Dataset entries:
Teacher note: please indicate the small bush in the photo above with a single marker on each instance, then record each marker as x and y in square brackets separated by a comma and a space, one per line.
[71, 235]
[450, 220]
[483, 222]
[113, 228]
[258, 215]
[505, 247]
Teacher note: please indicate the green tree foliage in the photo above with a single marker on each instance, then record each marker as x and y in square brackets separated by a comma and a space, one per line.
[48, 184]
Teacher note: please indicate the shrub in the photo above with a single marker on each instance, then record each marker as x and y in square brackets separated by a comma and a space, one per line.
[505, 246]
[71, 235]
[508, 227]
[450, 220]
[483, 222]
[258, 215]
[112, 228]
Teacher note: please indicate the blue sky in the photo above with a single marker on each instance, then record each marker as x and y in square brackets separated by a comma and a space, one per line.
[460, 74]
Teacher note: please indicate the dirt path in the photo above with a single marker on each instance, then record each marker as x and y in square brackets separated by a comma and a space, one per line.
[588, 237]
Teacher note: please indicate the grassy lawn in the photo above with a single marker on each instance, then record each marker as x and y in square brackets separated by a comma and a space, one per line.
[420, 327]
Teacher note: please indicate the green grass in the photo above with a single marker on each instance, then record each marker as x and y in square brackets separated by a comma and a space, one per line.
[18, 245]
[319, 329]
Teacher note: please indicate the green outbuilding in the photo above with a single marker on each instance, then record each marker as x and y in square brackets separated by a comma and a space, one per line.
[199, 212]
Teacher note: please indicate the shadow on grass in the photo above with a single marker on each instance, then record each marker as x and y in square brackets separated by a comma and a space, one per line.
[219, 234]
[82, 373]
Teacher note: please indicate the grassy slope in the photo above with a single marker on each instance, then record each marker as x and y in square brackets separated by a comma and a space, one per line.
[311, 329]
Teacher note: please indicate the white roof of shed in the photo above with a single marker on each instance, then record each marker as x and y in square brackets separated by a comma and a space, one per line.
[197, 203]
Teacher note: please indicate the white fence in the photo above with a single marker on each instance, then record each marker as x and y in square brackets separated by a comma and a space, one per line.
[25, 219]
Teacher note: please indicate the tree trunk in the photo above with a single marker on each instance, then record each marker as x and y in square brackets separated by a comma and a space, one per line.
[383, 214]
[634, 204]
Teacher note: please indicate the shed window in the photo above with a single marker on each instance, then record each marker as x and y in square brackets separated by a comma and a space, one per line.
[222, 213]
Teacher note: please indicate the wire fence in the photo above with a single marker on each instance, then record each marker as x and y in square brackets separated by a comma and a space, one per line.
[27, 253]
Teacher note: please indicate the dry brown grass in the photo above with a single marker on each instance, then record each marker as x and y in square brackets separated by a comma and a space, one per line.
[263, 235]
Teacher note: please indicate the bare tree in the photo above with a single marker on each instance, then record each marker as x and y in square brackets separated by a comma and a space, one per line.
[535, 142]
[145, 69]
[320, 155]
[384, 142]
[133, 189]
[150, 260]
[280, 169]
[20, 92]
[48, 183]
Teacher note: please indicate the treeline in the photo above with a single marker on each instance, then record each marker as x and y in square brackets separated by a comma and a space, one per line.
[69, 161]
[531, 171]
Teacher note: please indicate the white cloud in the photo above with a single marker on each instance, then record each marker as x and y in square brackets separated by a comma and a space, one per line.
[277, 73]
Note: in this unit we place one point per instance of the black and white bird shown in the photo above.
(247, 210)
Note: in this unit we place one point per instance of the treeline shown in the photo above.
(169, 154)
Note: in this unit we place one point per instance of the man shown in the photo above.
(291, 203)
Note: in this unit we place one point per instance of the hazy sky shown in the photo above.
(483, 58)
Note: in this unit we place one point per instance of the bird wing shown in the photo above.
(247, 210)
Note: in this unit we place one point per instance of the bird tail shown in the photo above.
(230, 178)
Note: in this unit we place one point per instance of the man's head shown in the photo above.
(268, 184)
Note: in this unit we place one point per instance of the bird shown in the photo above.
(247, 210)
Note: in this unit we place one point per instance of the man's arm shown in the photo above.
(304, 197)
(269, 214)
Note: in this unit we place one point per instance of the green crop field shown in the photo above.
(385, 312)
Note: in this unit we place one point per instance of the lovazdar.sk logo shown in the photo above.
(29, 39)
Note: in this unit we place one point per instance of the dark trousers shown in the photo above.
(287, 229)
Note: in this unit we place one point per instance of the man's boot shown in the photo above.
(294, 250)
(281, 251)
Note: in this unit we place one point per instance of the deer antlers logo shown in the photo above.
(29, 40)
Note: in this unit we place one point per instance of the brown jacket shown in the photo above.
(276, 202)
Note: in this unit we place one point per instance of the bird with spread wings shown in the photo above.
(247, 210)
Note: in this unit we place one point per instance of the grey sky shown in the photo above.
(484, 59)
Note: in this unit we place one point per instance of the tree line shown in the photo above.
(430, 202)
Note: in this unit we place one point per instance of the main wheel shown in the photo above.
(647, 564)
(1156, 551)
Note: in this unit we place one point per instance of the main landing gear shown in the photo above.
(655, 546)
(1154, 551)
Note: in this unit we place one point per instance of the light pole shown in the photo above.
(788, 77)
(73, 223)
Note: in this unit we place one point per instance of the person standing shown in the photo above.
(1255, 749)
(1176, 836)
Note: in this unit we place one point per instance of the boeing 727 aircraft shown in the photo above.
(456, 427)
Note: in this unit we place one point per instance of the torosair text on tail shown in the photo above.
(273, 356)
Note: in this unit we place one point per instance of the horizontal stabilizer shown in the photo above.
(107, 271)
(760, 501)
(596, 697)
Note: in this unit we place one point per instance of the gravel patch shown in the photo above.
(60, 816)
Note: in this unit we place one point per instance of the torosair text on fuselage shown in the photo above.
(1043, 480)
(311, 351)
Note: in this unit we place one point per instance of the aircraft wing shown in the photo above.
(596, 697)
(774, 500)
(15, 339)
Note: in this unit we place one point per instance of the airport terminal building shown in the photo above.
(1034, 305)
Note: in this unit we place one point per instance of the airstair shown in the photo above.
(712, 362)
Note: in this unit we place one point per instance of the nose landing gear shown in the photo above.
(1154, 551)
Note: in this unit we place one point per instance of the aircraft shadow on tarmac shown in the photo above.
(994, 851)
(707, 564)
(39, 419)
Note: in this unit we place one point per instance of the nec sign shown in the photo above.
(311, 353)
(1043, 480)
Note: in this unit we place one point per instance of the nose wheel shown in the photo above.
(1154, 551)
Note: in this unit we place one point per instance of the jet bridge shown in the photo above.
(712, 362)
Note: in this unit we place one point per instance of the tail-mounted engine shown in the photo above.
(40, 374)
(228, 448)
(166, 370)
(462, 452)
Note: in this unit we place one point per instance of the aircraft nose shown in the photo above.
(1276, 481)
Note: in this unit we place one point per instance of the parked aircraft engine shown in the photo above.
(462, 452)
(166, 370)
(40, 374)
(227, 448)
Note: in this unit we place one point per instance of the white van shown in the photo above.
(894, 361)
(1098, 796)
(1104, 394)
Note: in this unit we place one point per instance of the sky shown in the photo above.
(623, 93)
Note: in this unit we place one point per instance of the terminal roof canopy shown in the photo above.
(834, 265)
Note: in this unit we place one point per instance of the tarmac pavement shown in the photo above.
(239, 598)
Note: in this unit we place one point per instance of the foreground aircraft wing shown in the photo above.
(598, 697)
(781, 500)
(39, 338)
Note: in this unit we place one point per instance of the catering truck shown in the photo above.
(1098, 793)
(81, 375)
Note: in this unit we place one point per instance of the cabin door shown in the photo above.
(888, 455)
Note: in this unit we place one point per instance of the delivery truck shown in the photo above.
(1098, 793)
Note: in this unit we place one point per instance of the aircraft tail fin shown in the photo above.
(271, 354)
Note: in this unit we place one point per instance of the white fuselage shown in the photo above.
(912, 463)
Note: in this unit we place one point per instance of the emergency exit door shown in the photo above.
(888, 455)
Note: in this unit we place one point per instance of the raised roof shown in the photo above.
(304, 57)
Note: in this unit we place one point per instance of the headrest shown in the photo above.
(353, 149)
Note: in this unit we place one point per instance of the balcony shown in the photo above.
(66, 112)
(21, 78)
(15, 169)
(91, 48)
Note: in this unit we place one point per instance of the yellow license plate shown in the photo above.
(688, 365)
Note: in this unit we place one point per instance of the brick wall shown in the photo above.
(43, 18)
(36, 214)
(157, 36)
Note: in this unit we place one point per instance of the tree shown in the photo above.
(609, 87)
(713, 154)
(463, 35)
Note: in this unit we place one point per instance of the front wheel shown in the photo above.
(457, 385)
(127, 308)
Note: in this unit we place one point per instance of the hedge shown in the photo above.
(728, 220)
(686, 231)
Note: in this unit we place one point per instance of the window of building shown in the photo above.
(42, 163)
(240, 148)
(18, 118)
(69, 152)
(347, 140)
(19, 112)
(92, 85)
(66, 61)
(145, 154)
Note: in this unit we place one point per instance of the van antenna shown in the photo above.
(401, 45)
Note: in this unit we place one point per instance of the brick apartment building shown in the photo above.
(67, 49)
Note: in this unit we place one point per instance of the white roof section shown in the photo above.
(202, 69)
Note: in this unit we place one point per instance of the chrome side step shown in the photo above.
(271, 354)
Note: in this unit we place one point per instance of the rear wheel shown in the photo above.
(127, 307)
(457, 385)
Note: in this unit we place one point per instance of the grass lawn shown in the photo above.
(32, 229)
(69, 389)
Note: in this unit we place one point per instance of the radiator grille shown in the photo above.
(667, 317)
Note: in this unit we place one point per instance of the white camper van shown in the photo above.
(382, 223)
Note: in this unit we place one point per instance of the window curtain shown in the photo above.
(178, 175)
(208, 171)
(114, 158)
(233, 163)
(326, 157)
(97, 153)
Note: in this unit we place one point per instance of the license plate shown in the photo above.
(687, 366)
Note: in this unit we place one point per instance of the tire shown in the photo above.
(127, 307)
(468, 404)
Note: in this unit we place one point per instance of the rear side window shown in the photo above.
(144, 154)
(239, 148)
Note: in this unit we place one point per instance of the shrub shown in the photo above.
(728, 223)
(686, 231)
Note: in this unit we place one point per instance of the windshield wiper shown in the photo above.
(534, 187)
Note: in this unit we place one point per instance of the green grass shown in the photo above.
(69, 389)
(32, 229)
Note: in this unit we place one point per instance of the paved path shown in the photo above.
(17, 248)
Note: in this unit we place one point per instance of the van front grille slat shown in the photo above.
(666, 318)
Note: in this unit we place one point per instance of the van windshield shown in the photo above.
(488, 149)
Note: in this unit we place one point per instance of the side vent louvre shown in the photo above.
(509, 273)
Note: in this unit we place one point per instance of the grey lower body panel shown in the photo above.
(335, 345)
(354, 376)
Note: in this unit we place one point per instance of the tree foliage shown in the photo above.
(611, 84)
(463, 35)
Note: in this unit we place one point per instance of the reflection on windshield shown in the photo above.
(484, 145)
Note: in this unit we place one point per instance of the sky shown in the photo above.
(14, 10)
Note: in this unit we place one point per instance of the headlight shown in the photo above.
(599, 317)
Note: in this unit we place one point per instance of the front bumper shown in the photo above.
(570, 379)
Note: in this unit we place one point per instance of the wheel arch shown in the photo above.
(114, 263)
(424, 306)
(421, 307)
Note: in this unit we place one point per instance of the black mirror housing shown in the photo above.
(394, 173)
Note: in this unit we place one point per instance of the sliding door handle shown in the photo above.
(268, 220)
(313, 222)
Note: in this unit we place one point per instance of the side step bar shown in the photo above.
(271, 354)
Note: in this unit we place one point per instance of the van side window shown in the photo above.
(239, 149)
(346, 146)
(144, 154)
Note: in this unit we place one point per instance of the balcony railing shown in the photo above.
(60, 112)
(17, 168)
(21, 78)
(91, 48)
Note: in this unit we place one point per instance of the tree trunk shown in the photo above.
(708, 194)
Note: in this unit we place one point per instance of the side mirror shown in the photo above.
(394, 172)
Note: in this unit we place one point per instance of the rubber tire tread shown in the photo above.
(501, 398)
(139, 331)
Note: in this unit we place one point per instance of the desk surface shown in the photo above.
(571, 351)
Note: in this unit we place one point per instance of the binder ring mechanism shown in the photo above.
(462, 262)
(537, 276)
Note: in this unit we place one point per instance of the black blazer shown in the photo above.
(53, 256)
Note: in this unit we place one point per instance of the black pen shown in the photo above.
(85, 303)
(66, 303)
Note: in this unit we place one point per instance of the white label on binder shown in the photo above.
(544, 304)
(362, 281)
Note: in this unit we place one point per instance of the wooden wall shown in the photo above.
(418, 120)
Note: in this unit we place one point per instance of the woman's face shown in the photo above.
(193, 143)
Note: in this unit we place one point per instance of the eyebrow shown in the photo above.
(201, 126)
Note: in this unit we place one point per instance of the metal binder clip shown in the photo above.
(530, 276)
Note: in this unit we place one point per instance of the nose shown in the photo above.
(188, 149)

• [ASSIGNMENT]
Repeat, exactly as they stand, the line that contains "tread shown in the photo above." and all the lines after it in the data above.

• [EXERCISE SOLUTION]
Note: in this unit we place one point per instance of the rubber tire tread shown in the photo above.
(501, 398)
(139, 331)
Note: in this unit we place one point per instance of the desk surface shown in the photo above.
(571, 351)
Note: in this unit we place one point per instance of the binder ring mechanism shown in the photo above.
(462, 262)
(537, 276)
Note: in this unit we place one point per instance of the black blazer shown in the photo above.
(53, 256)
Note: in this unit we place one point per instance of the black pen shown in the photo above.
(85, 303)
(66, 303)
Note: in this unit we place one point per instance of the white label on binder shown in the photo above.
(544, 304)
(362, 281)
Note: in this unit we place one point per instance of the wooden wall shown in the photo above.
(418, 120)
Note: in this unit we place one point per instance of the woman's face shown in the photo above.
(193, 143)
Note: in this unit we place one point per instance of the eyebrow shown in the photo above.
(201, 126)
Note: in this unit we place one point per instance of the metal binder clip shown in the photo above.
(530, 276)
Note: in this unit we place one point per instance of the nose shown in the photo above.
(188, 149)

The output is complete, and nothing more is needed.